───── TEXTE FOURNI

Un livre, une histoire qui a dû dépasser son auteur, plongé qu'il était dans les intrigues à mener à bien pour faire retomber sur leurs pattes deux amoureux. 

 

Un homme averti en vaut deux, je souscris à cela... Féval, en écrivain cent fois averti des turpitudes humaines qu'il était, vu les histoires qu'il avait en tête,  s'est néanmoins fait voler à la fin toutes ses économies, dans la vraie vie, économies qu'il avait confiées à un homme qui alla une fois le forfait accompli se cacher, bien loin de la France. Ce qui tua sa femme et le fit entrer lui au couvent.  Zola qui n'aimait pas Féval eut une fin difficile aussi. Deux écrivains qui s'attachèrent à parler de la dure réalité pour certains hommes non vernis comme on dirait aujourd'hui, faite d'avanies allant jusqu'au péril de la vie. Je pense qu'on doit beaucoup aux écrivains qui s'exposent beaucoup comme ceux-là, parce qu'ils dénoncent des choses graves ; derrière la fiction,  pour Féval surtout, faite de bric et de broc, de rêves d'un merveilleux suranné  et presque à son insu parfois à ce qu'il me semble. Ils s'exposent car outre les qualités indéniables de ces longs textes, difficile de ne pas y exposer aussi  ses défauts qui deviennent alors de potentiels talons d'Achille. En tant que lectrice qui n'ai plus qu'à becqueter, je salue le courage de ces deux-là notamment, si différents qu'ils soient.

──────────

CONSIGNE 1:
Recopiez sans aucun changement les entrées qui suivent, depuis leur première ligne jusqu'à la ligne contenant "top-left (680, 0), bottom-right (910, 39)", ces deux lignes comprises.

───── ENTRÉES EXTRAITES

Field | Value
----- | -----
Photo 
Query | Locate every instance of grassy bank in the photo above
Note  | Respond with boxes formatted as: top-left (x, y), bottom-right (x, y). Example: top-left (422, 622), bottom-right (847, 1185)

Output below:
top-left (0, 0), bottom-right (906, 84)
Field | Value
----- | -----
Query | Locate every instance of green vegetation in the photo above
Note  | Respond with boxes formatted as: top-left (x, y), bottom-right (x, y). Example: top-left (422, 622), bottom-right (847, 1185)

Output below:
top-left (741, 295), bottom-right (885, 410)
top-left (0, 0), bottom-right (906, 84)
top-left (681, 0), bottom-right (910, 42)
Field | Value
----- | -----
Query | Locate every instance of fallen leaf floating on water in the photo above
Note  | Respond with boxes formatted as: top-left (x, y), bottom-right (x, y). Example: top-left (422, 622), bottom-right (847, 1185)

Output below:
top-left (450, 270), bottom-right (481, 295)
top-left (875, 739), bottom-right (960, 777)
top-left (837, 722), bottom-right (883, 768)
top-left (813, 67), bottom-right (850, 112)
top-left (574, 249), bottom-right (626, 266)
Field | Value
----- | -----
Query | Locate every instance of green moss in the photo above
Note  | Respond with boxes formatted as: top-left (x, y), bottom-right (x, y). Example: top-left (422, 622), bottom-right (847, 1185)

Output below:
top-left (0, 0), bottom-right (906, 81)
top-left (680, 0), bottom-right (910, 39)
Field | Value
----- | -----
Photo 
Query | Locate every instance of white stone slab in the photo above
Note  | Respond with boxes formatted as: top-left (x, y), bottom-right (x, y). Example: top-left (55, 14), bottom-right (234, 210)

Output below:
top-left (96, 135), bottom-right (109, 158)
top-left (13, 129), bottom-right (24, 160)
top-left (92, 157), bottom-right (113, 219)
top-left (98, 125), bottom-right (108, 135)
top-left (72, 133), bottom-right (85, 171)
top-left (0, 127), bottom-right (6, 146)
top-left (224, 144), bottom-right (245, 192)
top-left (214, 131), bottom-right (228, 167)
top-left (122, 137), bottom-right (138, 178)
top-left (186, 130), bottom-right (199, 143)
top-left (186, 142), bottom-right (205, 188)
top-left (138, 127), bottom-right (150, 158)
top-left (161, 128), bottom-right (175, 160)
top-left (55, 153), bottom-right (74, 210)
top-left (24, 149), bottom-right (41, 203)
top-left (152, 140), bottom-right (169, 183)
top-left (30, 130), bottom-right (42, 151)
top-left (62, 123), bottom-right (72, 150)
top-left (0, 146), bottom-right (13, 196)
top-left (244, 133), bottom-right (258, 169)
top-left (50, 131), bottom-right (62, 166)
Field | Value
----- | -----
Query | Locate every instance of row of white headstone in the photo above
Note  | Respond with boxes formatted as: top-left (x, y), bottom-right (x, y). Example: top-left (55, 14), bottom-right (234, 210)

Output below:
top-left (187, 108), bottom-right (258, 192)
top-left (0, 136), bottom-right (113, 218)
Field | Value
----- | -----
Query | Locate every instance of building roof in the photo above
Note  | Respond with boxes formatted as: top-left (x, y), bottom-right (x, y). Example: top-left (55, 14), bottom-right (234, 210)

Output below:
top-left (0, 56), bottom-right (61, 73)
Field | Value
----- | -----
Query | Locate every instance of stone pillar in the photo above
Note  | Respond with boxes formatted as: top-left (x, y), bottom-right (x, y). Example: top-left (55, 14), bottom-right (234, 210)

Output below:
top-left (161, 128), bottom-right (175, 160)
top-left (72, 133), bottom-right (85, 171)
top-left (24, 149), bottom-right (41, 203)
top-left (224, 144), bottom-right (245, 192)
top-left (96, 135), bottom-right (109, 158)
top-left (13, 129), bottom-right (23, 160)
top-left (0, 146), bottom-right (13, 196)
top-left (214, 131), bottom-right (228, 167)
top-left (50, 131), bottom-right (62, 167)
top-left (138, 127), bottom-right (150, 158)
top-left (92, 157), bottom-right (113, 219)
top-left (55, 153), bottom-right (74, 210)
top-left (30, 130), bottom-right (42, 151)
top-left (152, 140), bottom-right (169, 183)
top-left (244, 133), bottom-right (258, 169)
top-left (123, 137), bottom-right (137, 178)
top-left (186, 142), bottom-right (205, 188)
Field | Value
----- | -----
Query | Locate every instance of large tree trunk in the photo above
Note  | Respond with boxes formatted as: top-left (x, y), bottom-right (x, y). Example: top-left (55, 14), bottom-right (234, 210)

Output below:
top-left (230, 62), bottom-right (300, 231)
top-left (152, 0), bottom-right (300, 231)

──────────

CONSIGNE 2:
D'après le texte fourni, quel événement fit entrer Féval au couvent ?

SOLUTION COMPLÈTE 1:
Field | Value
----- | -----
Photo 
Query | Locate every instance of grassy bank in the photo above
Note  | Respond with boxes formatted as: top-left (x, y), bottom-right (x, y). Example: top-left (422, 622), bottom-right (847, 1185)

Output below:
top-left (0, 0), bottom-right (906, 84)
Field | Value
----- | -----
Query | Locate every instance of green vegetation in the photo above
Note  | Respond with boxes formatted as: top-left (x, y), bottom-right (x, y). Example: top-left (422, 622), bottom-right (847, 1185)

Output below:
top-left (741, 295), bottom-right (885, 410)
top-left (0, 0), bottom-right (906, 84)
top-left (681, 0), bottom-right (910, 42)
Field | Value
----- | -----
Query | Locate every instance of fallen leaf floating on water in the photo above
Note  | Respond with boxes formatted as: top-left (x, y), bottom-right (x, y). Example: top-left (422, 622), bottom-right (847, 1185)

Output below:
top-left (450, 270), bottom-right (481, 295)
top-left (875, 739), bottom-right (960, 777)
top-left (837, 722), bottom-right (883, 768)
top-left (813, 67), bottom-right (850, 112)
top-left (574, 249), bottom-right (626, 266)
Field | Value
----- | -----
Query | Locate every instance of green moss in the photo above
Note  | Respond with boxes formatted as: top-left (x, y), bottom-right (x, y). Example: top-left (422, 622), bottom-right (847, 1185)

Output below:
top-left (0, 0), bottom-right (906, 81)
top-left (680, 0), bottom-right (910, 39)

SOLUTION COMPLÈTE 2:
Le vol de toutes ses économies par un homme à qui il les avait confiées.